Marie Louise Andrews (, Newland; October 31, 1849 – February 7, 1891) was an American author and editor from Indiana. She was one of the founders of the Western Association of Writers, and served as its secretary from its organization until June 1888, when she retired. She wrote much in both verse and prose, but she never published her works in book form, and little of her work has been preserved.

Early life and education
Mary (later "Marie") Louise Newland was born in Bedford, Indiana, on October 31, 1849. She was the second daughter of Dr. Benjamin Franklin Newland (1821–1889) and Louisa Ann (Curry) Newland, who were educated and considered to be intellectuals. Her early life was spent in Bedford, where she was mainly educated in private schools. She was a student at Saint Mary-of-the-Woods, in St. Agnes' Hall, Terre Haute, Indiana, and at Hungerford Collegiate Institute, Adams, New York, which was destroyed by fire shortly before commencement, so that Andrews was not formally graduated. Andrews spoke French and German, and was familiar with Latin and modern language literature.

Career
In the winter of 1885–86, while working as an editor at the Indianapolis Herald, Andrews and other contributors to the paper, including John C. Ochiltree, Dr. James Newton Matthews, Richard Lew Dawson, and Dr. Henry William Taylor, became the founders of the Western Association of Writers movement, discussing the idea of a writers’ association publicly through the Herald's columns. Andrews, a co-founder of the association, served as its secretary from its organization until June, 1888, when she retired from the office. Among her acquaintances were many of the prominent writers of the Western United States, and at the annual conventions of the association, she was always a conspicuous member. She was also remembered as a brilliant conversationalist and an effective impromptu speaker.

> ENTRIES SUPPLIED:
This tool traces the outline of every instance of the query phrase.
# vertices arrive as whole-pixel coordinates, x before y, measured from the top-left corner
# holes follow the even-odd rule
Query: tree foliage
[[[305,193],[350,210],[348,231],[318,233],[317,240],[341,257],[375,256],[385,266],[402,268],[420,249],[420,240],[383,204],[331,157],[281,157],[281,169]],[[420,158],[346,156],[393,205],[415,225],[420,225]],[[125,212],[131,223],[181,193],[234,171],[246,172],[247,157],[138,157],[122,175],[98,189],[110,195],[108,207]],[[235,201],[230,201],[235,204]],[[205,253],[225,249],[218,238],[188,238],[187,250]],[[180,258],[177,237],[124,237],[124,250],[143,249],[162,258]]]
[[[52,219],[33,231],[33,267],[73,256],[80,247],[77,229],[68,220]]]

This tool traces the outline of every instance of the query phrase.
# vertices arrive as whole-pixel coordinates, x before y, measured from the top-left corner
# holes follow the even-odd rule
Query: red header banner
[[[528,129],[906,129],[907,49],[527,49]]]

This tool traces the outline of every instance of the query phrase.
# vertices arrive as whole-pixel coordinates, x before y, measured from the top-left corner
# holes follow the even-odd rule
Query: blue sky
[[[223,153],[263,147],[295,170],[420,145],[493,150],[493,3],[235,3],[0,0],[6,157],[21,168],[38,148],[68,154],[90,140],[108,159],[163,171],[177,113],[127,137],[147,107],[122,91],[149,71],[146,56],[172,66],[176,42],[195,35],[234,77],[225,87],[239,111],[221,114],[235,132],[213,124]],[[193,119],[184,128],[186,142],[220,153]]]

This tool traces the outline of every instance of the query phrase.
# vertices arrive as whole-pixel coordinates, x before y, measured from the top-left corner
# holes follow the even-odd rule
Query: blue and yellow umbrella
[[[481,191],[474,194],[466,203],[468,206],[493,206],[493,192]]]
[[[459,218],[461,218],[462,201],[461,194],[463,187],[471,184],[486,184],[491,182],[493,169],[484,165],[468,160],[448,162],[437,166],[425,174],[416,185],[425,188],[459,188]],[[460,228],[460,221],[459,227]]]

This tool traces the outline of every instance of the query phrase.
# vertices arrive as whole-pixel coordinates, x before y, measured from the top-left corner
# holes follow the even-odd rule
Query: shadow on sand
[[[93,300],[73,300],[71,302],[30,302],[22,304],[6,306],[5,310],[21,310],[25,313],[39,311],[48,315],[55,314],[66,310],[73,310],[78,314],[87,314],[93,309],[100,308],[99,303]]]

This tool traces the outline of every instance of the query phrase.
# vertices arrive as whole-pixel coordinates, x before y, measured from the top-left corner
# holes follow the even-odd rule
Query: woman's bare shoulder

> SET OF TASKS:
- 1) Multiply every coordinate in the answers by 0.2 and round to whole numbers, with halves rounded up. Then reproduce the part of the records that starts with their first line and ends with the line containing "[[[528,129],[906,129],[907,49],[527,49]]]", both ends included, with the requests unchanged.
- 2) Continue the biography of Marie Louise Andrews from its last sentence.
The biography and the records are unrelated and come from separate sources.

> ANSWERS PER TASK:
- 1)
This tool traces the outline of every instance of the query phrase.
# vertices arrive as whole-pixel coordinates, x before y, measured from the top-left corner
# holes follow the even-odd rule
Query: tree foliage
[[[61,39],[70,42],[70,46],[64,47],[63,48],[68,51],[75,51],[77,53],[80,54],[84,50],[84,48],[77,41],[66,31],[56,31],[56,34]],[[84,32],[69,31],[79,41],[83,45],[84,45]],[[25,42],[26,45],[36,39],[47,34],[49,34],[49,31],[28,31],[24,35],[20,38],[22,39],[22,41]],[[47,40],[46,40],[47,41]],[[41,51],[45,50],[44,48],[38,48],[37,50]],[[36,52],[35,47],[25,47],[25,50],[29,50],[32,52]]]
[[[10,44],[7,46],[7,53],[15,51],[16,49],[15,46],[14,44]]]

This tool traces the outline of every instance of the query phrase.
# vertices arrive as whole-pixel coordinates, x before y, measured from the top-left corner
# holes follow the even-odd rule
Query: red header banner
[[[106,26],[181,26],[181,10],[105,10]]]

- 2)
The Western Association of Writers owed its organization and establishment largely to Andrews' indefatigable efforts. Andrews was not an author in the technical sense of having written a book, yet she gained a well-merited reputation as a ready and versatile writer of poems, essays, and sketches, contributing to various periodical publications. Her interest in literary work was much broader than a purely personal matter. The development of western literature, and its recognition by the country and the world at large, had been on her mind for some time before she was given the opportunity to demonstrate the practicability of her ideas in the association with which her name was closely identified. She foresaw the growth of literature in the west, and her ideas regarding that growth and of the best means of fostering it were embodied in the association. It served as a means of introducing scores of talented writers to the public. She was one of the most active promoters of the organization in its inception, and was one of its most steadfast friends through the years when its continuance seemed questionable.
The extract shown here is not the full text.